## start

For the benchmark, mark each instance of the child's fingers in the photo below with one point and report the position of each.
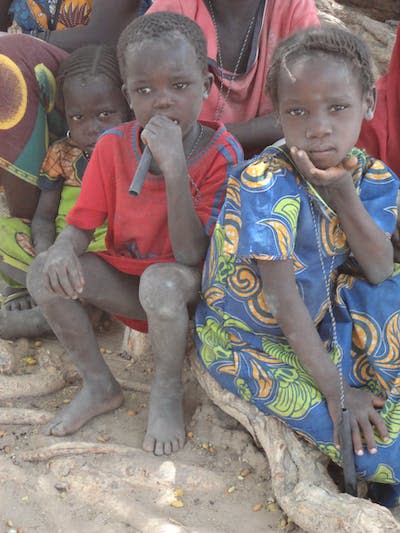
(377, 421)
(302, 161)
(377, 402)
(350, 162)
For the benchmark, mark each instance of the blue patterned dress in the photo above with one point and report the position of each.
(271, 213)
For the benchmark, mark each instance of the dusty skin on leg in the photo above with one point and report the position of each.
(167, 292)
(107, 289)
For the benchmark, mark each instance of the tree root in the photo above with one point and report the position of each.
(16, 416)
(47, 379)
(300, 481)
(40, 383)
(67, 449)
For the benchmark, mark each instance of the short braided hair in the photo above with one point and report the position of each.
(160, 26)
(330, 40)
(87, 62)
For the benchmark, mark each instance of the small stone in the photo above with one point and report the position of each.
(29, 361)
(61, 487)
(177, 503)
(271, 507)
(103, 437)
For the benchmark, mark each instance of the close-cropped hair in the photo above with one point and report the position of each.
(330, 40)
(88, 62)
(162, 26)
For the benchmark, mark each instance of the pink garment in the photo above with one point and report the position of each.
(380, 137)
(277, 20)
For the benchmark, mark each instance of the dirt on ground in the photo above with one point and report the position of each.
(99, 480)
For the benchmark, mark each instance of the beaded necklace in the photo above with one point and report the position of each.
(224, 92)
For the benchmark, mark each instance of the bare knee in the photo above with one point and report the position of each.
(34, 279)
(167, 288)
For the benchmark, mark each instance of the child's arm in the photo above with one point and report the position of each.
(288, 308)
(44, 220)
(368, 243)
(62, 269)
(188, 239)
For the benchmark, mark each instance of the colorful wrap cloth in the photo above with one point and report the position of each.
(28, 120)
(271, 213)
(64, 167)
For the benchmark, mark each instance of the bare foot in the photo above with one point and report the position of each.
(27, 323)
(91, 401)
(17, 299)
(165, 429)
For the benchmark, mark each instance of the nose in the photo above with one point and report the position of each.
(162, 100)
(318, 126)
(94, 128)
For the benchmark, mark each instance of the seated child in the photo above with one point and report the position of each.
(149, 275)
(280, 324)
(89, 88)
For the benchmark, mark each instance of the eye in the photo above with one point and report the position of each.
(180, 85)
(143, 90)
(298, 112)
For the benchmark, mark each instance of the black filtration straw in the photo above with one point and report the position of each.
(141, 172)
(349, 468)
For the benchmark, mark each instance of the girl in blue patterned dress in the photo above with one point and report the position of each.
(300, 290)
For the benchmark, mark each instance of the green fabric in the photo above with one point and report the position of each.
(16, 247)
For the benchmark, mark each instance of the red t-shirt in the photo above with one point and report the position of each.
(137, 233)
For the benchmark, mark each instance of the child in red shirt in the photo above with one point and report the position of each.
(149, 275)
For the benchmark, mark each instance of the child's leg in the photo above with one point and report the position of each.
(107, 289)
(166, 293)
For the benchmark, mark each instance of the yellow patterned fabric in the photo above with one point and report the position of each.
(271, 213)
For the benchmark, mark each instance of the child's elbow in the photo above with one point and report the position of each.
(379, 275)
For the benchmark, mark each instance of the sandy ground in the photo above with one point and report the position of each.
(219, 482)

## end

### Aim of the exercise
Please quote nothing but the lines from the line with "For the benchmark, mark each instance of the black" through the end of the data above, exactly as written, ends included.

### Reply
For the benchmark, mark each instance of the black filtration straw in the photo above with one point and report the position of each.
(141, 172)
(349, 468)
For the benchmark, mark each instance of the girl in blue patterned dress in the photo above with one point and report the position of each.
(300, 290)
For the benchmark, mark each instance of the green fabric in the photo above with one point and report the position of each.
(16, 247)
For the benchmark, mark each instance of the red t-shirt in the photo above with one point and report the position of each.
(137, 233)
For the benchmark, mark each instance of the child in red shirt in the photo above with one point and report the position of each.
(149, 275)
For the benchmark, mark each instance of the child's leg in the photo above with one point and report the position of each.
(107, 289)
(166, 293)
For the benchmark, mark each instance of the yellow patterned fabric in the photo above with one point and report the position of each.
(271, 213)
For the benchmark, mark each instance of the child's elbow in the photo above with one point and report the position of each.
(379, 275)
For the benchmark, mark each instance of the sandy ground in the photo above with one point and report the position of each.
(219, 482)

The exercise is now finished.